> **Page**
──────────────────────────────

The researchers proved this hypothesis by testing the models on a special test set.

Original vs Inpainted test images showing inconsistent predictions.

In Figure 3, look at the predictions under \(S_{\text{augment}}\).

  • On the Original image (left), it predicts “A man.”
  • On the Inpainted version of the same image (right), it predicts “A woman,” even though the visual content implies a man.

The model trained on mixed data (\(S_{\text{augment}}\)) learned to associate the “inpainted look” with the minority group.

The Solution: By using \(S_{\text{synthetic}}\), all images—men and women—have the same synthetic artifacts. The model can no longer use “fake-ness” as a shortcut to guess gender. This levels the playing field.


Conclusion and Implications

This paper presents a significant shift in how we think about “data cleaning.” Instead of just re-weighing the data we have, we are entering an era where we can manufacture the data we need to reflect the fairness we want.

Key Takeaways for Students:

  1. Labels aren’t enough: You can’t fix bias just by balancing labels because bias hides in unlabeled features (backgrounds, colors).
  2. Generative AI is a tool for fairness: Inpainting allows us to change specific attributes while freezing the context, effectively isolating the variable we want to de-bias.
  3. Beware of Artifacts: Mixing real and synthetic data is dangerous. It creates a new spurious correlation where “synthetic” becomes a proxy for the minority class.
  4. Filters are mandatory: You cannot trust raw generative output. Rigorous mathematical filtering (CLIPScore, etc.) is essential for data quality.

As generative models improve, this “synthetic data” approach will likely become a standard part of the ML pipeline, allowing us to train models that are not just accurate, but socially responsible.

──────────────────────────────

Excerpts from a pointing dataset
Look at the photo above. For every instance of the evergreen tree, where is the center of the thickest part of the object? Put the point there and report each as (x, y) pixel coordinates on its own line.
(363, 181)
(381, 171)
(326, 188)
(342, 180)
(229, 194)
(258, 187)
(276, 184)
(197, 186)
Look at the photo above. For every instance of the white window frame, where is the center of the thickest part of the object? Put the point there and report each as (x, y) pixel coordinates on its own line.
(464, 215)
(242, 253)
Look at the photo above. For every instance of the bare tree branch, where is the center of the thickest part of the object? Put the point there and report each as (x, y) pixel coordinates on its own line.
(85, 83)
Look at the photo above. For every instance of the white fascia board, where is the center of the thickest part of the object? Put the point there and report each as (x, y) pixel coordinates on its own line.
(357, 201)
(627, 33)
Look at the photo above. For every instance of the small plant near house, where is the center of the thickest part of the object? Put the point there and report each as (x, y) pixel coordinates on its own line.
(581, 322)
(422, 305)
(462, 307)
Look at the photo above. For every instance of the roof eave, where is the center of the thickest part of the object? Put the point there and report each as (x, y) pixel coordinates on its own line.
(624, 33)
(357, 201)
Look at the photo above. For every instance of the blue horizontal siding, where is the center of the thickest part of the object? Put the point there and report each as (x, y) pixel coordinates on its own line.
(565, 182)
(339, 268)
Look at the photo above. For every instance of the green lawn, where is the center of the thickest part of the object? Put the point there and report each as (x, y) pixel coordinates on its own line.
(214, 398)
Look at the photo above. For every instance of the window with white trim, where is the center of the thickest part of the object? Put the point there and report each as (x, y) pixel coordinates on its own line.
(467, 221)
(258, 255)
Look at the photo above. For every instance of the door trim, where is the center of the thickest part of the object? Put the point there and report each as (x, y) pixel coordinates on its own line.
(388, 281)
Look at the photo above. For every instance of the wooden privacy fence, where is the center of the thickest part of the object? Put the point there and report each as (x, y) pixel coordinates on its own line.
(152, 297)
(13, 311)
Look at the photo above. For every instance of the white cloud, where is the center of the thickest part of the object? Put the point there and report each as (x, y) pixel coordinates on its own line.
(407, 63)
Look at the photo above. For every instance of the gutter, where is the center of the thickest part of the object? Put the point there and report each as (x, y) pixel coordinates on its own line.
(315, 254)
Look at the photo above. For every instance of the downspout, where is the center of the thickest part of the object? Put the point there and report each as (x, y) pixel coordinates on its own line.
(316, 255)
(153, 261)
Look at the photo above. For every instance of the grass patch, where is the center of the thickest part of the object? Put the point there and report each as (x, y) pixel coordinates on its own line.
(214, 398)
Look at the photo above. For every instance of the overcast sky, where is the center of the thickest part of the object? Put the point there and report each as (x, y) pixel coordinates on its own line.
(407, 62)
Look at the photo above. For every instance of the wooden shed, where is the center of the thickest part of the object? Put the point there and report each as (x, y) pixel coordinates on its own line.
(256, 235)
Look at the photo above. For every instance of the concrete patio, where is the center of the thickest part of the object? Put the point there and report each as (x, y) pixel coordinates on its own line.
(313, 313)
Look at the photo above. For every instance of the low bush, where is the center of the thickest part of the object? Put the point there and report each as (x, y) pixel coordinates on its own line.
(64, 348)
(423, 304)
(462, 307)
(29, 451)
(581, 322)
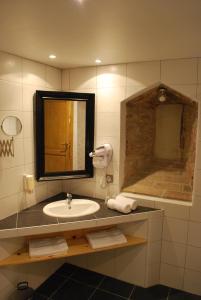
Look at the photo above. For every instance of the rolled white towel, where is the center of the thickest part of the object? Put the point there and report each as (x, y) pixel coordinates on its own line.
(119, 206)
(132, 202)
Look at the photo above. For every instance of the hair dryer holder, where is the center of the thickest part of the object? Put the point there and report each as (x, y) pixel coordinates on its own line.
(102, 156)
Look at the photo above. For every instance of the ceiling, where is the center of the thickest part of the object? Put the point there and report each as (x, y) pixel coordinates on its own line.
(116, 31)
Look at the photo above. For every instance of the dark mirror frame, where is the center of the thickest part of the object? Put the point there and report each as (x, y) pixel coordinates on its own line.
(40, 97)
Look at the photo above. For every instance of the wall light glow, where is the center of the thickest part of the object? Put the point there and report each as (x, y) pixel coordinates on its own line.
(98, 61)
(52, 56)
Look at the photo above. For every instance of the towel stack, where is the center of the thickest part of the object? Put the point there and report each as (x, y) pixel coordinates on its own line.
(123, 203)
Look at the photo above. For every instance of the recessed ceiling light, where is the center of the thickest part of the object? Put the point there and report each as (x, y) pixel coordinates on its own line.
(98, 61)
(52, 56)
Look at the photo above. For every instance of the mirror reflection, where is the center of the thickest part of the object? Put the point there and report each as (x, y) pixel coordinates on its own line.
(11, 126)
(64, 135)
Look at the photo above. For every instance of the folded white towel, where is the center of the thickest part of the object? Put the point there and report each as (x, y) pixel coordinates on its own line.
(105, 238)
(123, 199)
(47, 246)
(119, 205)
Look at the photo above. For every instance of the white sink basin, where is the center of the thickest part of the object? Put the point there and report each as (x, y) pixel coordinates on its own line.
(79, 208)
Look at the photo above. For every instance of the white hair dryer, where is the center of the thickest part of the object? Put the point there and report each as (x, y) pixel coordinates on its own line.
(102, 156)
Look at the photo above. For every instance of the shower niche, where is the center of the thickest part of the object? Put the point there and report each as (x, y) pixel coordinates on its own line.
(158, 134)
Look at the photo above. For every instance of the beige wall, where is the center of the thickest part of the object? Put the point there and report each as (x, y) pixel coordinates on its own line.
(19, 79)
(181, 242)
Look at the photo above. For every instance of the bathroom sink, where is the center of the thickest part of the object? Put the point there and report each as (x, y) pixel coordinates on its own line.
(77, 208)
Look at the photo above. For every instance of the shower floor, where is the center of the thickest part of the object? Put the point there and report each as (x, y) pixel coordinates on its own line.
(162, 179)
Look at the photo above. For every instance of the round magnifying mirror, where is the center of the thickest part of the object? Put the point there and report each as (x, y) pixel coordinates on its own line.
(11, 126)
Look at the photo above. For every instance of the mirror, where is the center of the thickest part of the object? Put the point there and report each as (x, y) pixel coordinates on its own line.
(64, 134)
(11, 126)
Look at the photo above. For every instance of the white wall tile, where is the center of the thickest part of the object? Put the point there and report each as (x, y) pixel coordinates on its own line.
(171, 276)
(53, 188)
(130, 264)
(34, 73)
(153, 275)
(83, 78)
(197, 182)
(188, 90)
(9, 206)
(28, 97)
(10, 67)
(155, 227)
(173, 253)
(139, 229)
(194, 236)
(28, 151)
(154, 252)
(41, 192)
(28, 124)
(111, 76)
(53, 78)
(17, 160)
(143, 73)
(11, 96)
(192, 281)
(175, 230)
(179, 71)
(193, 258)
(107, 124)
(174, 210)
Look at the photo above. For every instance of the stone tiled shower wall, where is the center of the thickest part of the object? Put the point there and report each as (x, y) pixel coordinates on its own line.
(181, 243)
(19, 79)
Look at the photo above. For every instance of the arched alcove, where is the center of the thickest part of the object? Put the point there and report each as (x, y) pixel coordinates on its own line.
(159, 143)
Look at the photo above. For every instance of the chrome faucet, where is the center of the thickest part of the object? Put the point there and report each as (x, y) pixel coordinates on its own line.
(69, 198)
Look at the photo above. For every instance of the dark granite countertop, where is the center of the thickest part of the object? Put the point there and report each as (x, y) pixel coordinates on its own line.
(34, 216)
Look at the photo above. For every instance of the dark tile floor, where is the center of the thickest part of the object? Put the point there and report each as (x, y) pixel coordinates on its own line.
(73, 283)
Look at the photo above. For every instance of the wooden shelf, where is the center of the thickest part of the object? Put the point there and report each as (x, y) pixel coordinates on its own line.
(77, 246)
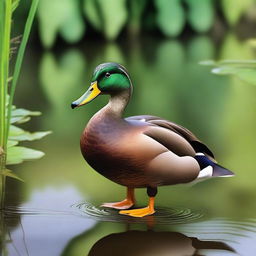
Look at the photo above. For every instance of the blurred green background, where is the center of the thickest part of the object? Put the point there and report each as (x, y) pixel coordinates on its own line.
(74, 21)
(161, 44)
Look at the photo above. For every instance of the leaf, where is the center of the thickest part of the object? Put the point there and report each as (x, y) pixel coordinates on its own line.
(170, 17)
(200, 15)
(19, 119)
(15, 4)
(11, 143)
(17, 154)
(234, 9)
(242, 69)
(21, 135)
(114, 15)
(25, 112)
(9, 173)
(21, 115)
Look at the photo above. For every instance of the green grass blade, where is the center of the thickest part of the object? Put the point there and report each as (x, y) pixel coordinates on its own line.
(6, 16)
(19, 59)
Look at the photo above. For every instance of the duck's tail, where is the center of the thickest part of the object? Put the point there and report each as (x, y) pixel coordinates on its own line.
(210, 169)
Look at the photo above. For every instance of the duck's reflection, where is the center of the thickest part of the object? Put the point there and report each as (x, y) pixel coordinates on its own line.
(134, 243)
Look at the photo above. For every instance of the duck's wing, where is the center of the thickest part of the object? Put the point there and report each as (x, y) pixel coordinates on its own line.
(160, 134)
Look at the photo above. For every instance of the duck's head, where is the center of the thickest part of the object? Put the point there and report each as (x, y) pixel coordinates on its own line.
(108, 78)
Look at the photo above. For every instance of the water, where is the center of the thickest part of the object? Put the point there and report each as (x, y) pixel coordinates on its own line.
(56, 211)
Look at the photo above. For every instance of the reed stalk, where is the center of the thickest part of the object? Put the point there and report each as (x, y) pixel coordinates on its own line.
(6, 9)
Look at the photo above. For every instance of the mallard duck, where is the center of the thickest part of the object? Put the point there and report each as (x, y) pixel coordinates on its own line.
(139, 151)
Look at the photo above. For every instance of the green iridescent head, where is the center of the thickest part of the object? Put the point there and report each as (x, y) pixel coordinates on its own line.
(108, 78)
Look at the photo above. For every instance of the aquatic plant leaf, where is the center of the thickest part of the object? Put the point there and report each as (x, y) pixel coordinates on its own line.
(244, 70)
(17, 154)
(234, 9)
(91, 10)
(170, 17)
(114, 15)
(19, 134)
(11, 174)
(200, 15)
(11, 143)
(24, 112)
(73, 28)
(20, 119)
(15, 4)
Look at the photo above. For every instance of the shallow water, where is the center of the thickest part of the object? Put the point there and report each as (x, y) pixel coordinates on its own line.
(56, 211)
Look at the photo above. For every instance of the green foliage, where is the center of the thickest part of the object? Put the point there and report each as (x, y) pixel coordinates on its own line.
(9, 173)
(60, 16)
(200, 15)
(242, 69)
(17, 154)
(170, 17)
(10, 153)
(108, 17)
(234, 9)
(136, 9)
(66, 18)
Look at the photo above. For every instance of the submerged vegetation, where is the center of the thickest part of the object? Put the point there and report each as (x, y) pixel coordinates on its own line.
(10, 135)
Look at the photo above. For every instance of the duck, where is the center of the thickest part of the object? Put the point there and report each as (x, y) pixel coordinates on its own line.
(141, 151)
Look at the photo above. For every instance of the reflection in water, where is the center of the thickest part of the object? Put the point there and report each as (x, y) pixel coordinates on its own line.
(139, 243)
(163, 216)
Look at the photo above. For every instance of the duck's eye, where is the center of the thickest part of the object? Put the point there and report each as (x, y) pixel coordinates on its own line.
(107, 74)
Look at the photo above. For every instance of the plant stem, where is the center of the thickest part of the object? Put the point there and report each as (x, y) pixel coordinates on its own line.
(6, 7)
(19, 60)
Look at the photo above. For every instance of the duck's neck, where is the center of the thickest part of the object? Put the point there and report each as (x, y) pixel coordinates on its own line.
(118, 102)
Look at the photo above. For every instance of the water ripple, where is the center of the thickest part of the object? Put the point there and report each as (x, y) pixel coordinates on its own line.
(162, 216)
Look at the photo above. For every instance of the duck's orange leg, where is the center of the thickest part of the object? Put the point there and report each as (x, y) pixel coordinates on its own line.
(125, 204)
(149, 210)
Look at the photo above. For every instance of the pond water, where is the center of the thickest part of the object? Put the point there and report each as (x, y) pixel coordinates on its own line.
(56, 210)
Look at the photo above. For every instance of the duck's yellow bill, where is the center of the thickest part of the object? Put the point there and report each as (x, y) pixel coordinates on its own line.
(88, 96)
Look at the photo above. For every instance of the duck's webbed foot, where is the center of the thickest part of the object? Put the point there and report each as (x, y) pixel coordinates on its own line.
(125, 204)
(139, 212)
(149, 210)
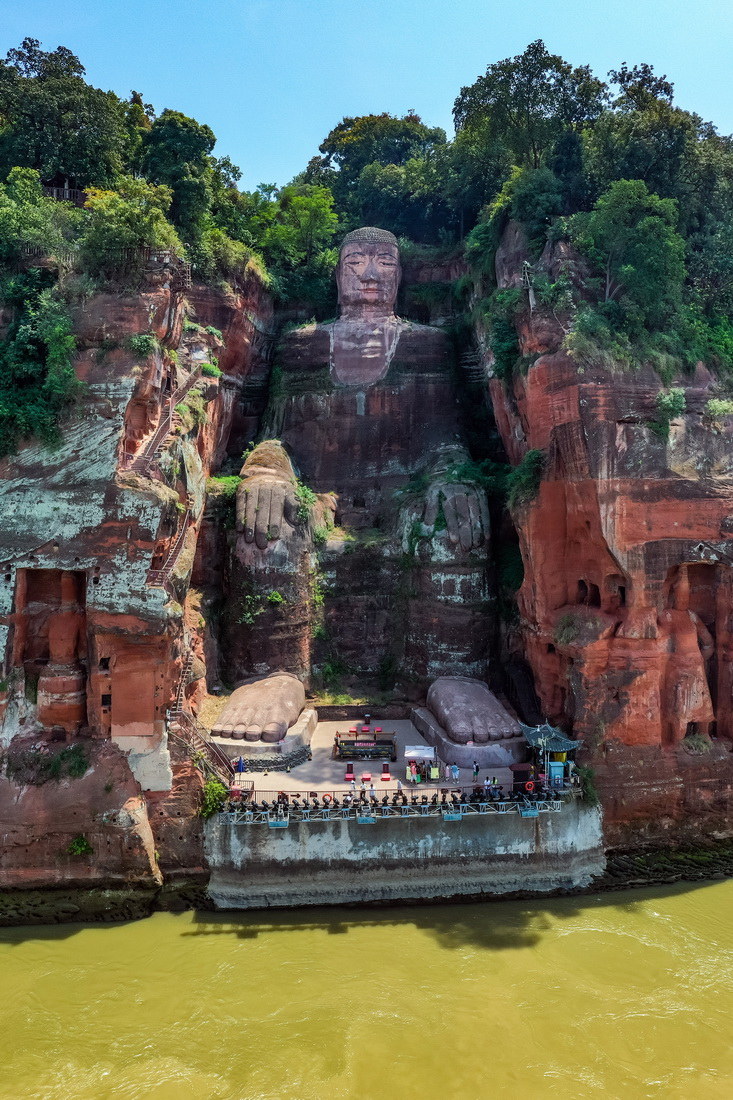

──────────────────────────────

Revise the passage on synthetic training data from "The model trained" up to and including "the playing field.", substituting "underrepresented group" for "minority group".

> **Correct answer**
The model trained on mixed data (\(S_{\text{augment}}\)) learned to associate the “inpainted look” with the underrepresented group.

The Solution: By using \(S_{\text{synthetic}}\), all images—men and women—have the same synthetic artifacts. The model can no longer use “fake-ness” as a shortcut to guess gender. This levels the playing field.